Which lines in the entries below contain the word "distant", matching case exactly? Pick out each of those lines and copy it in full.

*-*-*

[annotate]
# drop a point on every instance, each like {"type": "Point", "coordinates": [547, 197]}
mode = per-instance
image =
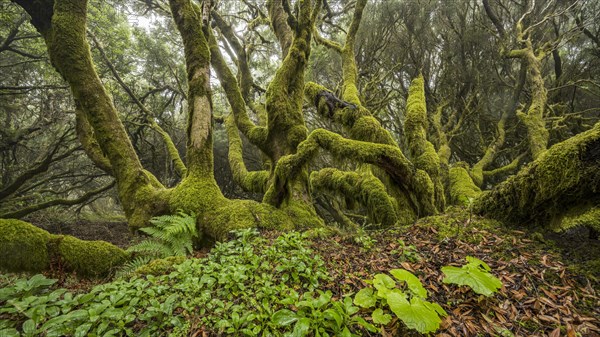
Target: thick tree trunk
{"type": "Point", "coordinates": [554, 188]}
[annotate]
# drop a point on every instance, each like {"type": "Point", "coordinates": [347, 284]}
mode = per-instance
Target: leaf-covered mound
{"type": "Point", "coordinates": [540, 295]}
{"type": "Point", "coordinates": [328, 283]}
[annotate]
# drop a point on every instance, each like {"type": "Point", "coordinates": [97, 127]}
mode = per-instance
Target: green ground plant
{"type": "Point", "coordinates": [475, 274]}
{"type": "Point", "coordinates": [405, 297]}
{"type": "Point", "coordinates": [169, 235]}
{"type": "Point", "coordinates": [236, 290]}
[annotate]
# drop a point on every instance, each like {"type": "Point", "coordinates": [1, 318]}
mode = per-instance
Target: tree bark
{"type": "Point", "coordinates": [560, 180]}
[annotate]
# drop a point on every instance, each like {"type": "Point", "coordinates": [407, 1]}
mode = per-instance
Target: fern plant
{"type": "Point", "coordinates": [475, 274]}
{"type": "Point", "coordinates": [409, 304]}
{"type": "Point", "coordinates": [170, 235]}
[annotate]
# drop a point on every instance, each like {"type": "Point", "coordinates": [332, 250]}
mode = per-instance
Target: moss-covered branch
{"type": "Point", "coordinates": [26, 248]}
{"type": "Point", "coordinates": [279, 23]}
{"type": "Point", "coordinates": [85, 134]}
{"type": "Point", "coordinates": [506, 169]}
{"type": "Point", "coordinates": [256, 134]}
{"type": "Point", "coordinates": [364, 188]}
{"type": "Point", "coordinates": [533, 119]}
{"type": "Point", "coordinates": [51, 156]}
{"type": "Point", "coordinates": [444, 151]}
{"type": "Point", "coordinates": [244, 76]}
{"type": "Point", "coordinates": [171, 148]}
{"type": "Point", "coordinates": [559, 179]}
{"type": "Point", "coordinates": [461, 188]}
{"type": "Point", "coordinates": [56, 202]}
{"type": "Point", "coordinates": [250, 181]}
{"type": "Point", "coordinates": [62, 23]}
{"type": "Point", "coordinates": [422, 152]}
{"type": "Point", "coordinates": [416, 183]}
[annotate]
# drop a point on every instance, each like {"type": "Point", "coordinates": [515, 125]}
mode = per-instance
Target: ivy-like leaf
{"type": "Point", "coordinates": [417, 314]}
{"type": "Point", "coordinates": [413, 282]}
{"type": "Point", "coordinates": [284, 317]}
{"type": "Point", "coordinates": [364, 298]}
{"type": "Point", "coordinates": [475, 275]}
{"type": "Point", "coordinates": [380, 318]}
{"type": "Point", "coordinates": [383, 284]}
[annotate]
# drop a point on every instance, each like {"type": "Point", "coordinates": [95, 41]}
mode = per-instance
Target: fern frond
{"type": "Point", "coordinates": [170, 235]}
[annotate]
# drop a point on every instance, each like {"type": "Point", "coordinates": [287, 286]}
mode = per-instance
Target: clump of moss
{"type": "Point", "coordinates": [461, 186]}
{"type": "Point", "coordinates": [23, 246]}
{"type": "Point", "coordinates": [560, 179]}
{"type": "Point", "coordinates": [90, 258]}
{"type": "Point", "coordinates": [160, 266]}
{"type": "Point", "coordinates": [26, 248]}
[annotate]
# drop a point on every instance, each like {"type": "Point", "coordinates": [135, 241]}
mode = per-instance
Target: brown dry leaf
{"type": "Point", "coordinates": [548, 319]}
{"type": "Point", "coordinates": [547, 302]}
{"type": "Point", "coordinates": [550, 294]}
{"type": "Point", "coordinates": [570, 331]}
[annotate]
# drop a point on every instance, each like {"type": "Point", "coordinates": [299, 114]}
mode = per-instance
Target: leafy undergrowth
{"type": "Point", "coordinates": [540, 296]}
{"type": "Point", "coordinates": [309, 284]}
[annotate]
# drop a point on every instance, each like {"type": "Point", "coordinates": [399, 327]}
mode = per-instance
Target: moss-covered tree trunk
{"type": "Point", "coordinates": [62, 23]}
{"type": "Point", "coordinates": [560, 187]}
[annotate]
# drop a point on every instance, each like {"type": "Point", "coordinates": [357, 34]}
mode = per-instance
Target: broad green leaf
{"type": "Point", "coordinates": [83, 329]}
{"type": "Point", "coordinates": [9, 332]}
{"type": "Point", "coordinates": [332, 314]}
{"type": "Point", "coordinates": [473, 261]}
{"type": "Point", "coordinates": [29, 327]}
{"type": "Point", "coordinates": [416, 314]}
{"type": "Point", "coordinates": [364, 298]}
{"type": "Point", "coordinates": [480, 281]}
{"type": "Point", "coordinates": [380, 318]}
{"type": "Point", "coordinates": [413, 282]}
{"type": "Point", "coordinates": [302, 327]}
{"type": "Point", "coordinates": [284, 317]}
{"type": "Point", "coordinates": [383, 283]}
{"type": "Point", "coordinates": [40, 280]}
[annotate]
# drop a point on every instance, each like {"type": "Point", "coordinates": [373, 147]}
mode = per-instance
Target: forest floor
{"type": "Point", "coordinates": [551, 285]}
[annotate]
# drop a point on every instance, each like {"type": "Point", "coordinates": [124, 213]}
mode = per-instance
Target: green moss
{"type": "Point", "coordinates": [249, 181]}
{"type": "Point", "coordinates": [23, 247]}
{"type": "Point", "coordinates": [461, 186]}
{"type": "Point", "coordinates": [588, 216]}
{"type": "Point", "coordinates": [240, 214]}
{"type": "Point", "coordinates": [364, 188]}
{"type": "Point", "coordinates": [160, 266]}
{"type": "Point", "coordinates": [422, 152]}
{"type": "Point", "coordinates": [563, 177]}
{"type": "Point", "coordinates": [90, 258]}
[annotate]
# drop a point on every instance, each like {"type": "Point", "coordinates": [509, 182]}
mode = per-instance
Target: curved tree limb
{"type": "Point", "coordinates": [416, 183]}
{"type": "Point", "coordinates": [171, 148]}
{"type": "Point", "coordinates": [55, 202]}
{"type": "Point", "coordinates": [255, 181]}
{"type": "Point", "coordinates": [366, 188]}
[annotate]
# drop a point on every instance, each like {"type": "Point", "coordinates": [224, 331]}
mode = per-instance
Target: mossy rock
{"type": "Point", "coordinates": [160, 266]}
{"type": "Point", "coordinates": [90, 258]}
{"type": "Point", "coordinates": [23, 247]}
{"type": "Point", "coordinates": [27, 248]}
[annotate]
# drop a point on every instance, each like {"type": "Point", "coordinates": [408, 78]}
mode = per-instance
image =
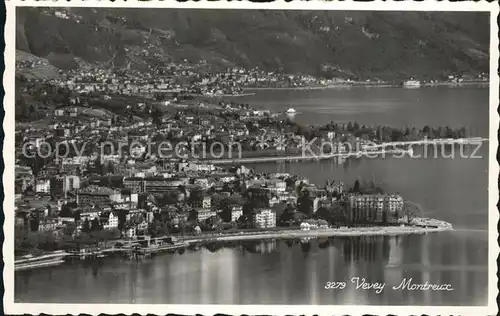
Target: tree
{"type": "Point", "coordinates": [193, 215]}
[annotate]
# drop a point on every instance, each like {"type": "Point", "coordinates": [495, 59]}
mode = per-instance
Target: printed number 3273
{"type": "Point", "coordinates": [335, 285]}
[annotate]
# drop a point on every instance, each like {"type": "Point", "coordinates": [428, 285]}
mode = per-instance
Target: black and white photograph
{"type": "Point", "coordinates": [305, 156]}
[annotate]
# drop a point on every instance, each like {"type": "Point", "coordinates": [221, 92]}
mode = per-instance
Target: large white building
{"type": "Point", "coordinates": [374, 207]}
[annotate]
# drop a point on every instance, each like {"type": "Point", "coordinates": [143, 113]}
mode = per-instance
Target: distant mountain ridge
{"type": "Point", "coordinates": [384, 45]}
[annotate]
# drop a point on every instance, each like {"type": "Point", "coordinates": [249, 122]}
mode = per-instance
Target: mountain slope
{"type": "Point", "coordinates": [366, 44]}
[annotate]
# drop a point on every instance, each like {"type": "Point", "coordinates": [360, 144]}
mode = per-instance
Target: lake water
{"type": "Point", "coordinates": [282, 272]}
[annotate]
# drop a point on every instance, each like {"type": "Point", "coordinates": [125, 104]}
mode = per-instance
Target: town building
{"type": "Point", "coordinates": [236, 213]}
{"type": "Point", "coordinates": [205, 213]}
{"type": "Point", "coordinates": [375, 208]}
{"type": "Point", "coordinates": [134, 184]}
{"type": "Point", "coordinates": [59, 185]}
{"type": "Point", "coordinates": [95, 195]}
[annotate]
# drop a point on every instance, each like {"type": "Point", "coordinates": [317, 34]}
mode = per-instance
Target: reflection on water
{"type": "Point", "coordinates": [291, 271]}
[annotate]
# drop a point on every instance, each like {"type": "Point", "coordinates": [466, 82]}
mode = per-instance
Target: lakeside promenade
{"type": "Point", "coordinates": [366, 152]}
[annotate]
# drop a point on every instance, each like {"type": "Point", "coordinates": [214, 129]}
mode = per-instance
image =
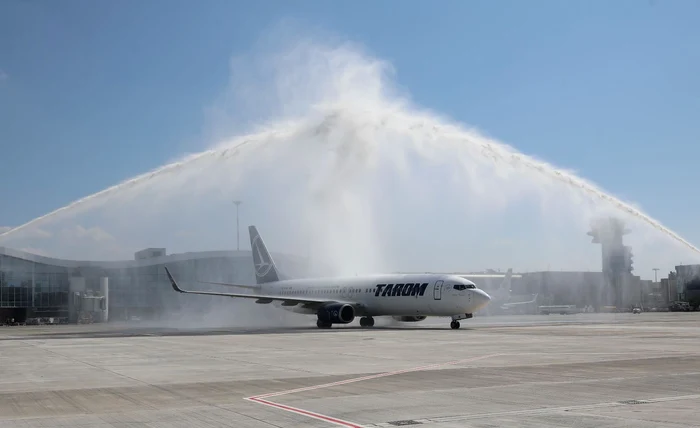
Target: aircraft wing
{"type": "Point", "coordinates": [228, 284]}
{"type": "Point", "coordinates": [261, 298]}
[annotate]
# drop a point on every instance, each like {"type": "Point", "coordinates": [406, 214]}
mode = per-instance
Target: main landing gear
{"type": "Point", "coordinates": [323, 324]}
{"type": "Point", "coordinates": [366, 322]}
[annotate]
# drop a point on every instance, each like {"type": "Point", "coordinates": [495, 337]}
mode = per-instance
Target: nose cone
{"type": "Point", "coordinates": [481, 299]}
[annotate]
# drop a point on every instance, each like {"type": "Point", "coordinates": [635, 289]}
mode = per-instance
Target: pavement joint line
{"type": "Point", "coordinates": [262, 398]}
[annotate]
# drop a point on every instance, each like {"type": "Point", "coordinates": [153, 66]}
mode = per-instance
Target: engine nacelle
{"type": "Point", "coordinates": [409, 319]}
{"type": "Point", "coordinates": [337, 313]}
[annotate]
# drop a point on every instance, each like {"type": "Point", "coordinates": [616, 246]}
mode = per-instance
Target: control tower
{"type": "Point", "coordinates": [616, 257]}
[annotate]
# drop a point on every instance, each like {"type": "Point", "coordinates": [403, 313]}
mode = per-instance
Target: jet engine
{"type": "Point", "coordinates": [337, 313]}
{"type": "Point", "coordinates": [409, 319]}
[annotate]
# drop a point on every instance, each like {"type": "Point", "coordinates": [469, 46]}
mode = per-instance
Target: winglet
{"type": "Point", "coordinates": [172, 281]}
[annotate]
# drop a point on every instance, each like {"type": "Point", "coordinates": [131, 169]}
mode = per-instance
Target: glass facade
{"type": "Point", "coordinates": [35, 287]}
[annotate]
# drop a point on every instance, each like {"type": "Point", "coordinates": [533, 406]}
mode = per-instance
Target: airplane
{"type": "Point", "coordinates": [338, 300]}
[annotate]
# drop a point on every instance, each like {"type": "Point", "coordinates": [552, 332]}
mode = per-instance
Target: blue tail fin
{"type": "Point", "coordinates": [265, 269]}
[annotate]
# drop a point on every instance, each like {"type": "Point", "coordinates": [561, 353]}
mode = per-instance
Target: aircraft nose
{"type": "Point", "coordinates": [481, 298]}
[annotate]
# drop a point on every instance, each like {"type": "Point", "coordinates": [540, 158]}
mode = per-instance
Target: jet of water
{"type": "Point", "coordinates": [335, 155]}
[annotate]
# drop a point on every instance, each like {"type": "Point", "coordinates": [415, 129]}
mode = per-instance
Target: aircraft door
{"type": "Point", "coordinates": [437, 292]}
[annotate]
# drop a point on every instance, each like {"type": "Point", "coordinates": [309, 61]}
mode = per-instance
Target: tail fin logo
{"type": "Point", "coordinates": [262, 263]}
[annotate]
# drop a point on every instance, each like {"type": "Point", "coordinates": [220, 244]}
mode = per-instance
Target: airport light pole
{"type": "Point", "coordinates": [238, 230]}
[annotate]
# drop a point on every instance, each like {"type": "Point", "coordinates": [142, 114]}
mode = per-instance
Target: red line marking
{"type": "Point", "coordinates": [260, 399]}
{"type": "Point", "coordinates": [308, 413]}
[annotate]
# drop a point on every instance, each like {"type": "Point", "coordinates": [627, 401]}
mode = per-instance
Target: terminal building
{"type": "Point", "coordinates": [34, 287]}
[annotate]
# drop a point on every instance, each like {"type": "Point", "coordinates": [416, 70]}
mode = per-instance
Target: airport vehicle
{"type": "Point", "coordinates": [405, 297]}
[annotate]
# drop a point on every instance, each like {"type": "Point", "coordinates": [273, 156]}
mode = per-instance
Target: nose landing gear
{"type": "Point", "coordinates": [455, 320]}
{"type": "Point", "coordinates": [366, 322]}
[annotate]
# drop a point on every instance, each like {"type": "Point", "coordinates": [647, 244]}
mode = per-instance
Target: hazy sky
{"type": "Point", "coordinates": [92, 93]}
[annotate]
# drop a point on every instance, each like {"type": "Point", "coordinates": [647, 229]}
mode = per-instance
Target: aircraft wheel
{"type": "Point", "coordinates": [323, 324]}
{"type": "Point", "coordinates": [366, 322]}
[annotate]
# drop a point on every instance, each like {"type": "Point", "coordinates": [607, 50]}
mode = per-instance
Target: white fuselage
{"type": "Point", "coordinates": [393, 294]}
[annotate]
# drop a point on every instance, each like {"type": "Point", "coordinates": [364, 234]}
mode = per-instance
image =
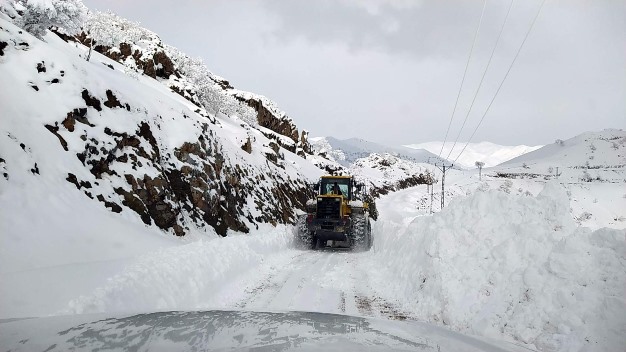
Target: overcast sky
{"type": "Point", "coordinates": [389, 71]}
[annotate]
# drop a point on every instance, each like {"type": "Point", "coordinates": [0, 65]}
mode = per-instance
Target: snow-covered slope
{"type": "Point", "coordinates": [489, 153]}
{"type": "Point", "coordinates": [505, 264]}
{"type": "Point", "coordinates": [599, 156]}
{"type": "Point", "coordinates": [77, 132]}
{"type": "Point", "coordinates": [348, 151]}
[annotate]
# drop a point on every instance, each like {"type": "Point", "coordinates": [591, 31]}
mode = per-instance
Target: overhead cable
{"type": "Point", "coordinates": [504, 79]}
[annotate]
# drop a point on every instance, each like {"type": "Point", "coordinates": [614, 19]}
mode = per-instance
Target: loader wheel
{"type": "Point", "coordinates": [302, 237]}
{"type": "Point", "coordinates": [361, 232]}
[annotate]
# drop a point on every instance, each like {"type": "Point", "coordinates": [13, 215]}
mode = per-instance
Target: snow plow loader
{"type": "Point", "coordinates": [338, 217]}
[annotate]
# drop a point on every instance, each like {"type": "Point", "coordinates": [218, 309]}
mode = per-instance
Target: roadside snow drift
{"type": "Point", "coordinates": [497, 264]}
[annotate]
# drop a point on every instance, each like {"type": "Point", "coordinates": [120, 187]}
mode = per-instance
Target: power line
{"type": "Point", "coordinates": [504, 79]}
{"type": "Point", "coordinates": [482, 78]}
{"type": "Point", "coordinates": [482, 14]}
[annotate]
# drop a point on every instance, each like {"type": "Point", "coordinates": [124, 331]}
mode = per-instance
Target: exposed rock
{"type": "Point", "coordinates": [91, 101]}
{"type": "Point", "coordinates": [55, 131]}
{"type": "Point", "coordinates": [112, 101]}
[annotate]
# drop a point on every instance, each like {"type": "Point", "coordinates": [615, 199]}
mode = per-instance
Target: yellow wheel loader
{"type": "Point", "coordinates": [339, 216]}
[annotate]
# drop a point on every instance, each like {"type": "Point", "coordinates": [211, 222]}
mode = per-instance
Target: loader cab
{"type": "Point", "coordinates": [336, 185]}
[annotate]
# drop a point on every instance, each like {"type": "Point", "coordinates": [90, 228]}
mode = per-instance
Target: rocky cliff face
{"type": "Point", "coordinates": [136, 148]}
{"type": "Point", "coordinates": [145, 53]}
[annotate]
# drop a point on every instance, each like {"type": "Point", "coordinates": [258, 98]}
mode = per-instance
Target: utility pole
{"type": "Point", "coordinates": [443, 166]}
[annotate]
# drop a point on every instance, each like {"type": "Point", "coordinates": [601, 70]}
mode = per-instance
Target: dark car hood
{"type": "Point", "coordinates": [234, 330]}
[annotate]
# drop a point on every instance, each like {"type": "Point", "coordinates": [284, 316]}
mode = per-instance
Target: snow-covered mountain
{"type": "Point", "coordinates": [489, 153]}
{"type": "Point", "coordinates": [183, 161]}
{"type": "Point", "coordinates": [384, 168]}
{"type": "Point", "coordinates": [101, 161]}
{"type": "Point", "coordinates": [347, 151]}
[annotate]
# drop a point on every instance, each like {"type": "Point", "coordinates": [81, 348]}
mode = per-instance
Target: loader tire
{"type": "Point", "coordinates": [361, 232]}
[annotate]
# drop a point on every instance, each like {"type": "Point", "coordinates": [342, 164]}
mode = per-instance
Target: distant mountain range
{"type": "Point", "coordinates": [490, 153]}
{"type": "Point", "coordinates": [347, 151]}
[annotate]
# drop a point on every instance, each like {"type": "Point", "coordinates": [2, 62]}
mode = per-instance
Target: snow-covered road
{"type": "Point", "coordinates": [329, 281]}
{"type": "Point", "coordinates": [511, 267]}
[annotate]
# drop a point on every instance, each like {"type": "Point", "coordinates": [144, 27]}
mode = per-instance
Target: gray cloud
{"type": "Point", "coordinates": [389, 71]}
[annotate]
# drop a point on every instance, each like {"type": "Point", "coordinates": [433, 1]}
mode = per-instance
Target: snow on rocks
{"type": "Point", "coordinates": [498, 265]}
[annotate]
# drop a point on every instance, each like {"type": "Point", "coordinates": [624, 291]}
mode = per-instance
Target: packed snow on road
{"type": "Point", "coordinates": [514, 268]}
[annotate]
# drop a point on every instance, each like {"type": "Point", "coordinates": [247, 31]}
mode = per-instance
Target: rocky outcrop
{"type": "Point", "coordinates": [194, 185]}
{"type": "Point", "coordinates": [157, 64]}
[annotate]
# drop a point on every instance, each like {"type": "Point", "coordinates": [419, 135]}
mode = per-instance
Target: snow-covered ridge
{"type": "Point", "coordinates": [347, 151]}
{"type": "Point", "coordinates": [141, 50]}
{"type": "Point", "coordinates": [489, 153]}
{"type": "Point", "coordinates": [131, 144]}
{"type": "Point", "coordinates": [498, 264]}
{"type": "Point", "coordinates": [589, 157]}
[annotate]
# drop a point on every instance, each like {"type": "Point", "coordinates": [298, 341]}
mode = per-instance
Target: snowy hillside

*-*-*

Exercise solution:
Target: distant mountain ridge
Target: distant mountain range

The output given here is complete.